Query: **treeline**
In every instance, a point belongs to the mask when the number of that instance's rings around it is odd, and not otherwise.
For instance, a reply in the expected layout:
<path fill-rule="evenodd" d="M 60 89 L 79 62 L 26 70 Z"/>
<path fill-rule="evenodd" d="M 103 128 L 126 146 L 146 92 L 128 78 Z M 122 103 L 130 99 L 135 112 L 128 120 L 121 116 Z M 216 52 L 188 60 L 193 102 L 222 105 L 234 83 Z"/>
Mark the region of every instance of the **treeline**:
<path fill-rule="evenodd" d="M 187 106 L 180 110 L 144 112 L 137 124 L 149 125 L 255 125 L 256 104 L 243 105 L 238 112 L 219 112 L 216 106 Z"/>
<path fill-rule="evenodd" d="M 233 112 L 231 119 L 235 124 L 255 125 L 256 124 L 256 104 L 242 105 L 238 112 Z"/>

__Exercise instructions__: Write out the entire listing above character for character.

__Output below__:
Query: **treeline**
In every instance, a point belongs to the mask when the number of that instance's rings around it is odd, and not otherwise.
For instance, a reply in the expected layout:
<path fill-rule="evenodd" d="M 60 89 L 79 62 L 26 70 Z"/>
<path fill-rule="evenodd" d="M 103 128 L 126 146 L 146 92 L 128 78 Z M 122 103 L 130 99 L 135 112 L 128 120 L 121 116 Z M 216 52 L 188 60 L 193 102 L 222 105 L 234 83 Z"/>
Mark the region of every instance of the **treeline**:
<path fill-rule="evenodd" d="M 187 106 L 180 110 L 144 112 L 137 124 L 149 125 L 255 125 L 256 104 L 243 105 L 238 112 L 219 112 L 216 106 Z"/>
<path fill-rule="evenodd" d="M 233 112 L 231 119 L 235 124 L 255 125 L 256 124 L 256 104 L 242 105 L 238 112 Z"/>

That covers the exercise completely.